Saved entries =
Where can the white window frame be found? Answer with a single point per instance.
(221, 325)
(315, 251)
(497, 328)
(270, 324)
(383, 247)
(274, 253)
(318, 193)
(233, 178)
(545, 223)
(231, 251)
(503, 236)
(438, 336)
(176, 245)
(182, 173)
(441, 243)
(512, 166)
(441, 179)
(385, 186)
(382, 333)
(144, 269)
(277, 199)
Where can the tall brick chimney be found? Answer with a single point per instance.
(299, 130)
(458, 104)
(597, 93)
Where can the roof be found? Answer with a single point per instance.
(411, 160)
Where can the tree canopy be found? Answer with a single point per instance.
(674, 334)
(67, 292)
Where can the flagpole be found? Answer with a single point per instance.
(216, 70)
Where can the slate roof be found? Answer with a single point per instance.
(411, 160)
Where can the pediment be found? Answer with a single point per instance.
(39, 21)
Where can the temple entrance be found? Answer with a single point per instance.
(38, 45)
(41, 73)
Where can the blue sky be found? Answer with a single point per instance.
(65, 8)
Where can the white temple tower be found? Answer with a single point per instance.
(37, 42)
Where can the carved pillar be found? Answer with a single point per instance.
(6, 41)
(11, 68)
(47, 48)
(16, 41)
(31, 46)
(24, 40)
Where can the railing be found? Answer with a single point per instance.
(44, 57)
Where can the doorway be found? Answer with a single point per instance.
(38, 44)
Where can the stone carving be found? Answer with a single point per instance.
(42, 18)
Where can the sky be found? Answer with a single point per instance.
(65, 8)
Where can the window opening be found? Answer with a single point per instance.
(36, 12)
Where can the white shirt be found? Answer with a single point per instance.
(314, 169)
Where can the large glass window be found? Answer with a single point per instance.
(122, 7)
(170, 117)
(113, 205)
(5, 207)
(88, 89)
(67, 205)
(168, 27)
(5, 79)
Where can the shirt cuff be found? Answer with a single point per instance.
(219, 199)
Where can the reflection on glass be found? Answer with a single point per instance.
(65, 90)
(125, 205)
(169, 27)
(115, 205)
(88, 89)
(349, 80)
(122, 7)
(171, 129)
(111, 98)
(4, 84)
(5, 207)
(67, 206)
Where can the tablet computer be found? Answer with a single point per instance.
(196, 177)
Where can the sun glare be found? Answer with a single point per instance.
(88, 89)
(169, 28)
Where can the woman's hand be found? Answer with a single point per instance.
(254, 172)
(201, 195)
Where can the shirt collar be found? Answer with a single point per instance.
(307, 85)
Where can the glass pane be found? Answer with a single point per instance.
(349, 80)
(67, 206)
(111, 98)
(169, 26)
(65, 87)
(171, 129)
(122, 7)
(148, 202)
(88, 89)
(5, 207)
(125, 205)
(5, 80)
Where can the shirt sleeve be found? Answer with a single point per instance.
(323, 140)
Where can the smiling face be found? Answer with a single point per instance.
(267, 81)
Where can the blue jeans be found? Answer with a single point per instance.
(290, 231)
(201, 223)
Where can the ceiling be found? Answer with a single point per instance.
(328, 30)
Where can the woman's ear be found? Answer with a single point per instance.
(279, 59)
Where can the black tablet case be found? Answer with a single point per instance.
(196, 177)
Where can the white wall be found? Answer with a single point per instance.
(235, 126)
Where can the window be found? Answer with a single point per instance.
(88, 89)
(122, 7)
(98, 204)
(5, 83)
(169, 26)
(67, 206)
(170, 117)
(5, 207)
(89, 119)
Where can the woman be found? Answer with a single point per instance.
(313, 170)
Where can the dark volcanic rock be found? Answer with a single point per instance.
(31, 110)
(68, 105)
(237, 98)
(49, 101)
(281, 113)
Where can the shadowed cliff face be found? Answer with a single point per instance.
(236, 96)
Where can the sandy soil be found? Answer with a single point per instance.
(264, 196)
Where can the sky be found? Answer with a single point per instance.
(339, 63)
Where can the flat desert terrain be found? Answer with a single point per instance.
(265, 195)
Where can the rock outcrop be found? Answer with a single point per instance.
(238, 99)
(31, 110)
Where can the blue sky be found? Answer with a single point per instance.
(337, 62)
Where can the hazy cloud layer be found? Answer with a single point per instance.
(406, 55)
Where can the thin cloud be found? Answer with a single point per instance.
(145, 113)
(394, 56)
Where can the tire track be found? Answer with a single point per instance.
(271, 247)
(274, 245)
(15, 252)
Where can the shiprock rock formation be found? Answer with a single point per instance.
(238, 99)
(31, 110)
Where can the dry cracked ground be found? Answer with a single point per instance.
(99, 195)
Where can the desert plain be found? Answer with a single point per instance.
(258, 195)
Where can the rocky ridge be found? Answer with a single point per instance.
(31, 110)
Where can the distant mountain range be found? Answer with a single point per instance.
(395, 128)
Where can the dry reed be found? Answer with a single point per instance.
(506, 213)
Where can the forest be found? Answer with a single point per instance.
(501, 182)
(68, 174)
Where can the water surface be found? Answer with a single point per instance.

Activity = Please write out exactly the line containing "Where can the forest" and every line after it through the end of the records, nothing more.

Expected answer =
Where can the forest be found? Answer with a single point per instance.
(501, 182)
(68, 174)
Where can the water surface be found? Answer with a single point per instance.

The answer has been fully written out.